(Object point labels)
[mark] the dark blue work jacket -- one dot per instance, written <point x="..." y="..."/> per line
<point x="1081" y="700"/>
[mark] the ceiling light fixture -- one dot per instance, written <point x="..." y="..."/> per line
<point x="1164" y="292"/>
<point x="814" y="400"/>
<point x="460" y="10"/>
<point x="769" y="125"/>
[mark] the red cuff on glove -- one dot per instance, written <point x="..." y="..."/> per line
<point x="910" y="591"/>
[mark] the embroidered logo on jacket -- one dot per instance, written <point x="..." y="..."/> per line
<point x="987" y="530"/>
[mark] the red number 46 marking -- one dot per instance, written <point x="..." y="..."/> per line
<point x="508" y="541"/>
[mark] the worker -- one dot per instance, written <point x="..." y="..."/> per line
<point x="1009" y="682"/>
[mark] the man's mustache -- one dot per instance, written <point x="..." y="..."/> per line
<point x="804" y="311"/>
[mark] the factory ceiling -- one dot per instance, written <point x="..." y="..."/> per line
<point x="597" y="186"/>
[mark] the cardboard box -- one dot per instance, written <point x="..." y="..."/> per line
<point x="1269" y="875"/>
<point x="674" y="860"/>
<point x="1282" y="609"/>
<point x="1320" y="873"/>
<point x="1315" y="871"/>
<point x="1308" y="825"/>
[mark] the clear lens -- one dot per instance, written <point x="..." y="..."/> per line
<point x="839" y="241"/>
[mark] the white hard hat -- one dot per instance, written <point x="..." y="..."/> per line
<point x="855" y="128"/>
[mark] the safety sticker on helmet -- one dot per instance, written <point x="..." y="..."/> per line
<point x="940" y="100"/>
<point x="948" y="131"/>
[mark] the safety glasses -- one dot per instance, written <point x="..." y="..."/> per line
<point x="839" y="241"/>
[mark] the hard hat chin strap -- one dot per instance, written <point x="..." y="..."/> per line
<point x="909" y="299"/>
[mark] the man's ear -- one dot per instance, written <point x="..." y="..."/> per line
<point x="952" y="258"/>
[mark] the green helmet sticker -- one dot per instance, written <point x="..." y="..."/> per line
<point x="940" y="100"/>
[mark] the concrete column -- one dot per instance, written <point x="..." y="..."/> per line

- _Task prompt_
Rewrite the part of the records that opens with the line containing "[mark] the clear" and runs through the end of the records, both ends included. Keep every request line as it is, but multiply each x and y coordinate in the answers by 0.3 and round to the nearest whole number, with halves rounded up.

- _Complete answer_
[mark] the clear lens -- one dot per instance, written <point x="..." y="..."/> per line
<point x="252" y="72"/>
[mark] the white hard hat -- one dot per instance, written <point x="..." y="..."/> per line
<point x="257" y="38"/>
[mark] the safety sticker on helmet -- one dot per instance, written <point x="..." y="..."/> per line
<point x="282" y="30"/>
<point x="284" y="39"/>
[mark] the safety glasses -- one dot per instance, written <point x="..." y="..."/> per line
<point x="252" y="72"/>
[mark] the hard hat chin strap -- one dot per instance, written <point x="..." y="..."/> per line
<point x="273" y="90"/>
[mark] the man's ear -- one dot per instance, written <point x="..." y="..."/> per line
<point x="286" y="77"/>
[mark] the green helmet sticker -- one dot per instance, written <point x="..." y="..."/> per line
<point x="282" y="30"/>
[mark] the concrete column -- one dot per instance, written <point x="..." y="..."/> per line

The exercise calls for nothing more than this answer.